▶ [Task brief]: The answer must consist of every line from the entries below that contains the word "covered".
>>>
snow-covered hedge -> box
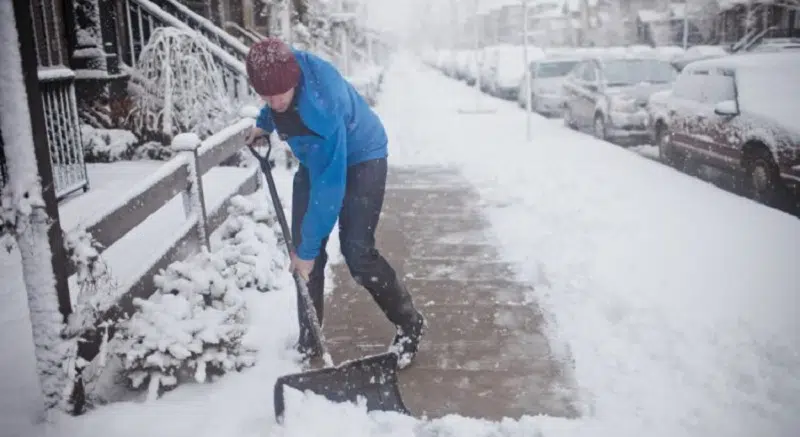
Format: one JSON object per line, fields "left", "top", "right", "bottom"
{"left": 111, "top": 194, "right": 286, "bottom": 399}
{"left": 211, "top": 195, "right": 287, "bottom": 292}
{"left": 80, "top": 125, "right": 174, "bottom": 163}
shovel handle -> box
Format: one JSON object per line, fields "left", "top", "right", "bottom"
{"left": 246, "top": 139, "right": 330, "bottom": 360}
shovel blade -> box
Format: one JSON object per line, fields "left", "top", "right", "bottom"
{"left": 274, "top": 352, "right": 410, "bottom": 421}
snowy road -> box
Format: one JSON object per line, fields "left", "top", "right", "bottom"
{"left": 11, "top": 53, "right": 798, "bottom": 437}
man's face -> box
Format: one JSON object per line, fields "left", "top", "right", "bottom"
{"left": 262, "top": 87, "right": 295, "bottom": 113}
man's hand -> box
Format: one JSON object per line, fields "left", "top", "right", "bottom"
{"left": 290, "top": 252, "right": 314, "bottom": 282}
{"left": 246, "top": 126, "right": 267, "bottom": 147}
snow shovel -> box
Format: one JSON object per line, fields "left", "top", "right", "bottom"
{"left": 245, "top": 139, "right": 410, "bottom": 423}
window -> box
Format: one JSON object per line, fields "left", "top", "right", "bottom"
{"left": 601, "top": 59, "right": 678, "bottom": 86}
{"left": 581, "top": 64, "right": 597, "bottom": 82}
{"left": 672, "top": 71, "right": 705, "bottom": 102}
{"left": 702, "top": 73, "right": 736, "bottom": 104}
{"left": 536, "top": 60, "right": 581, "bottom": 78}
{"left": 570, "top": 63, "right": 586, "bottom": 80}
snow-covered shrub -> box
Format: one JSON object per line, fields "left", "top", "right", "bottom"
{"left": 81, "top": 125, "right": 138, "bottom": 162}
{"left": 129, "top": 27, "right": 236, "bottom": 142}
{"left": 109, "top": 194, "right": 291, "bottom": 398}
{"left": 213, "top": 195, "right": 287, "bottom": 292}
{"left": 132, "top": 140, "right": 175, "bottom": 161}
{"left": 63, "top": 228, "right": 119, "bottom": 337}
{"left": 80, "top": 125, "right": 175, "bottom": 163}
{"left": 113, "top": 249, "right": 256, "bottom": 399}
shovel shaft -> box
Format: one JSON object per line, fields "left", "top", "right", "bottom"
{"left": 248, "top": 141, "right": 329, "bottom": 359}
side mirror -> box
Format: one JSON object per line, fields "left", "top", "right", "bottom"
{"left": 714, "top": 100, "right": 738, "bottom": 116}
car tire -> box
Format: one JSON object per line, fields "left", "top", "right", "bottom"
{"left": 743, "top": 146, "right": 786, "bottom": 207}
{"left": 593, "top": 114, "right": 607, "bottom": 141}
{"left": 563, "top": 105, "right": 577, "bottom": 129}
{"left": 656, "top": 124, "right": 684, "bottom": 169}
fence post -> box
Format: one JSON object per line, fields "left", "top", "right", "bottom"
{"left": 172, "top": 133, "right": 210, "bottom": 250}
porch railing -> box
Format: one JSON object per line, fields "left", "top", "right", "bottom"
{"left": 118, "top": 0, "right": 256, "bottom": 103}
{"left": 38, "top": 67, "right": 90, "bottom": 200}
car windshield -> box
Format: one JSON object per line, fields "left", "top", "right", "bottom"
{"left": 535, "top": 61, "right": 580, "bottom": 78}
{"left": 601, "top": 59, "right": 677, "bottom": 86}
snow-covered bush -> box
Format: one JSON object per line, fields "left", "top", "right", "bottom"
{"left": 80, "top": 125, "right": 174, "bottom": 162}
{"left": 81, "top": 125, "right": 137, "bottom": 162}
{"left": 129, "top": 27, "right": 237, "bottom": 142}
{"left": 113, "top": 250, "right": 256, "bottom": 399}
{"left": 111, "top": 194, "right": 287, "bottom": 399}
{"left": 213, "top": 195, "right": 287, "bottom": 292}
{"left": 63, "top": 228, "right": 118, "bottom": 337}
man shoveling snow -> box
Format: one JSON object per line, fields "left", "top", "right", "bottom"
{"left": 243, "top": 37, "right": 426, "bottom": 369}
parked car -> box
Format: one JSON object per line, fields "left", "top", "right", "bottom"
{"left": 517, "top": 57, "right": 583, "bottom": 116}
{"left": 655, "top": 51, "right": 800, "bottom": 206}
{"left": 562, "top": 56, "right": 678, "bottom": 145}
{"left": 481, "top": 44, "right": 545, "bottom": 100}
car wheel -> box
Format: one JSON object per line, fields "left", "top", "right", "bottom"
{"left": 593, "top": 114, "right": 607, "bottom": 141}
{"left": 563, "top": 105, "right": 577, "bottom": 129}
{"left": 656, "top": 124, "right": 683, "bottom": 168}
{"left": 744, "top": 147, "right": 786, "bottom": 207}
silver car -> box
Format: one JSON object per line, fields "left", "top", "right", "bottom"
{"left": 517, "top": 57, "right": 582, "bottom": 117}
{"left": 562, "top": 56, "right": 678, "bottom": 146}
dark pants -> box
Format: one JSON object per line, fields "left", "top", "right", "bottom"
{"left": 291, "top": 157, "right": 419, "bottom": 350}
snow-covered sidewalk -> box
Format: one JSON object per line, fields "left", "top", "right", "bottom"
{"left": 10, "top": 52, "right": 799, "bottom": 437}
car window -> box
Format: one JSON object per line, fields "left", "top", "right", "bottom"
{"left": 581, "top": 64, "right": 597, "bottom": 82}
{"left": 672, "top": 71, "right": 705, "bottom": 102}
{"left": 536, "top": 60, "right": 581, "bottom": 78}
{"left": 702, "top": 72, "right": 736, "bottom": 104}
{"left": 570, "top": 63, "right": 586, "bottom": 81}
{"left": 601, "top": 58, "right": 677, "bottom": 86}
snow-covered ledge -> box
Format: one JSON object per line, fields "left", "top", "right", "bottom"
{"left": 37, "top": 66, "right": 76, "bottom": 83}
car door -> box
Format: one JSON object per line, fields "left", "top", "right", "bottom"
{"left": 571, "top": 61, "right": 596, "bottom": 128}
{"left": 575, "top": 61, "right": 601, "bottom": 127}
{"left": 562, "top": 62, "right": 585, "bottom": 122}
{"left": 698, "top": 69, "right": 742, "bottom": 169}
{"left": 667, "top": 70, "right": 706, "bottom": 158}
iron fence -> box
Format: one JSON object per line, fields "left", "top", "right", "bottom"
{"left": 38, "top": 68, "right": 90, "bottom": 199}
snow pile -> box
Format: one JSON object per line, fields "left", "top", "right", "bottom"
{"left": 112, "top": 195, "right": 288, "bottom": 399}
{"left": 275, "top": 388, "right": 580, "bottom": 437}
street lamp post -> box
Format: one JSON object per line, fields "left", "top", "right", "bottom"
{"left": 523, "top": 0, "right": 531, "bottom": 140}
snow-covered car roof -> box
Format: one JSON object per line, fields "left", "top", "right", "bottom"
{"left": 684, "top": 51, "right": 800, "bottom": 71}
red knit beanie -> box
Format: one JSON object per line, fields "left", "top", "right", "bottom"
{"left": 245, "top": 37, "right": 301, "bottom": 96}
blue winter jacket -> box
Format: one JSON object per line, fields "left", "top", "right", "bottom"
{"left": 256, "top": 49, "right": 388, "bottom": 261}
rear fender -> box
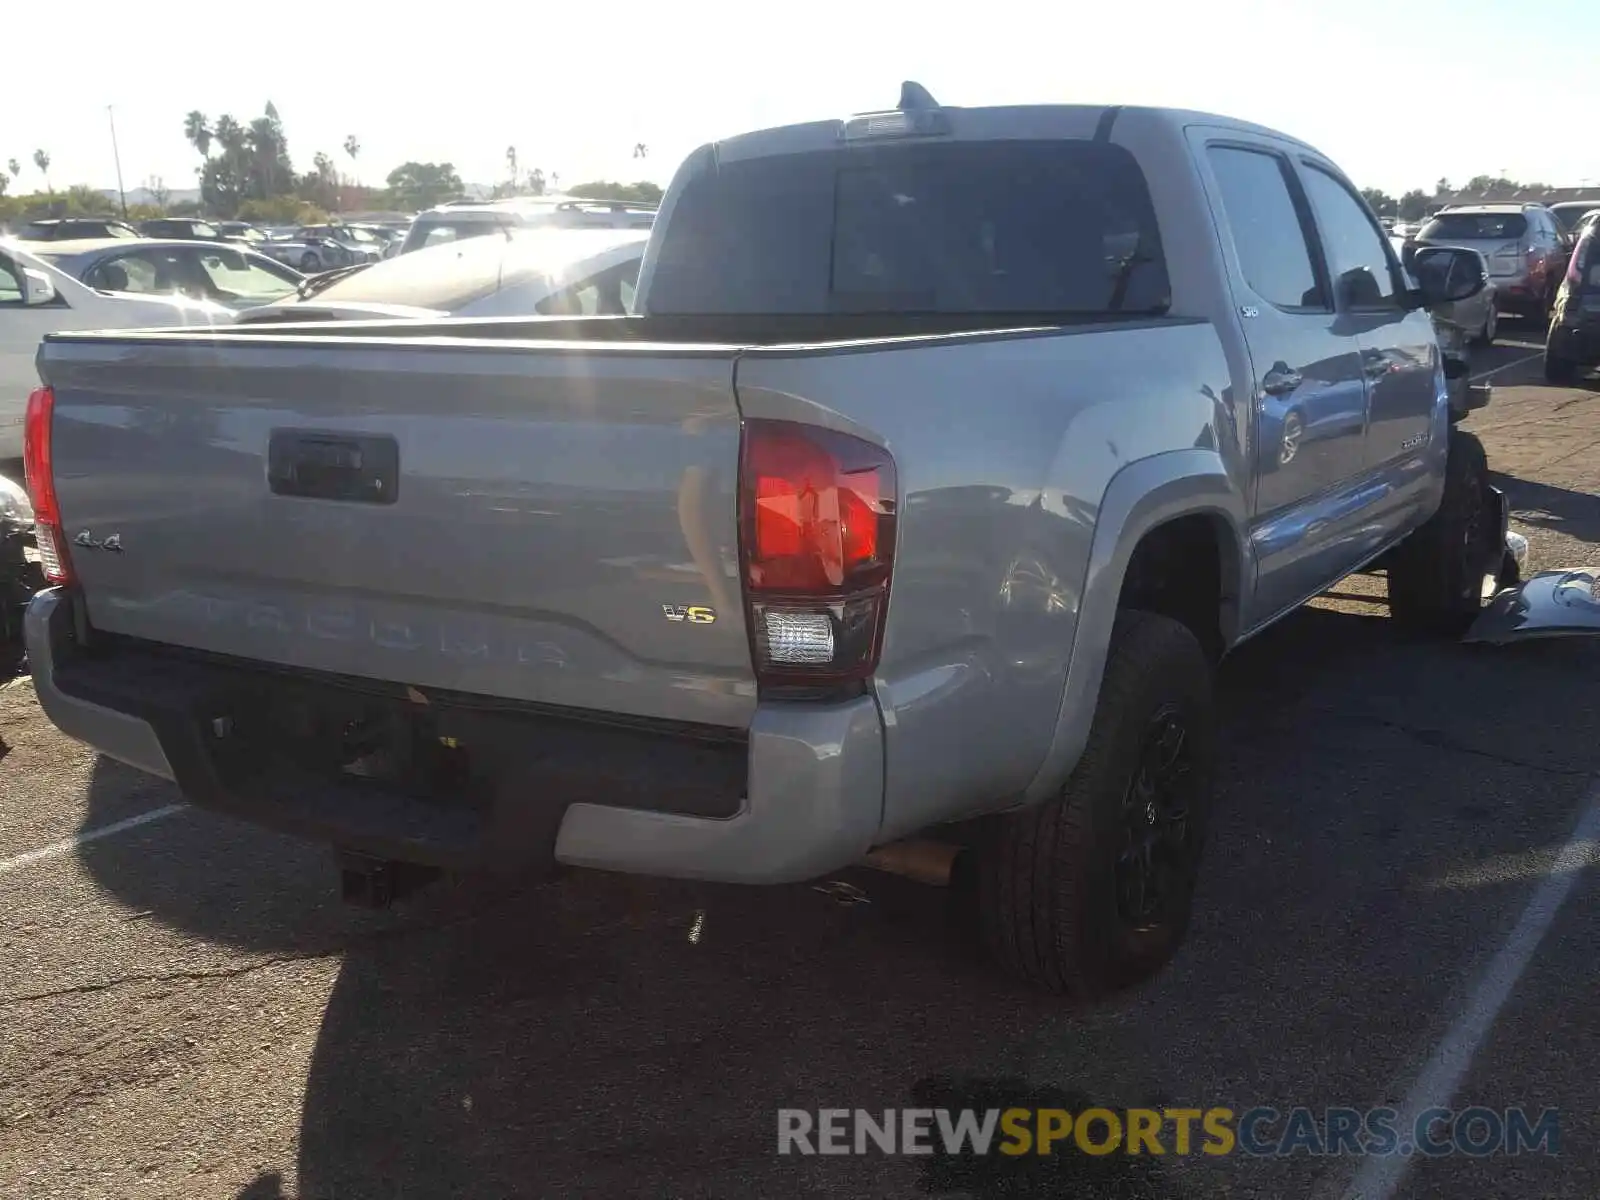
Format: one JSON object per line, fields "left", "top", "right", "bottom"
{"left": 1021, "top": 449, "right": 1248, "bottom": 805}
<<<
▶ [Response area]:
snow-covered hedge -> box
snow-covered shrub -> box
snow-covered bush -> box
snow-covered sidewalk -> box
snow-covered ledge -> box
snow-covered car roof -> box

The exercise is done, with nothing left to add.